## What the task requires
Repeat the following lines exactly and nothing else: the line containing "Task: pin the chrome" and each line after it through the end of the listing.

## Records for processing

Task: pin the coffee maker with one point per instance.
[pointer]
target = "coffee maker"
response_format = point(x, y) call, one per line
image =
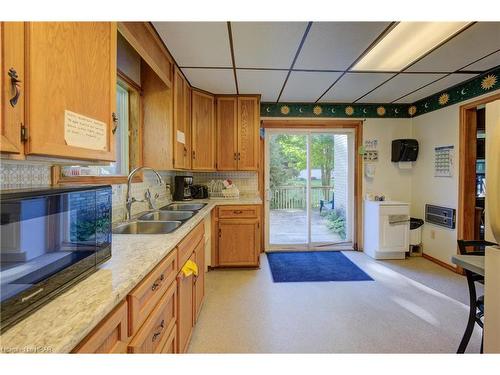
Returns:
point(182, 188)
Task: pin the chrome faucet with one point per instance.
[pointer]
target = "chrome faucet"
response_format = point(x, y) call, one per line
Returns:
point(131, 200)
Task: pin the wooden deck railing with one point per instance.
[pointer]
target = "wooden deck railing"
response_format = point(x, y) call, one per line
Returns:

## Task solution
Task: pin the chrome faucet with one point per instance.
[pointer]
target = "chrome faucet"
response_format = point(x, y) call, one per line
Returns:
point(131, 200)
Task: pin the wooden deck railing with one point per instance.
[pointer]
target = "wooden deck railing"
response_format = point(x, y) call, one per line
Returns:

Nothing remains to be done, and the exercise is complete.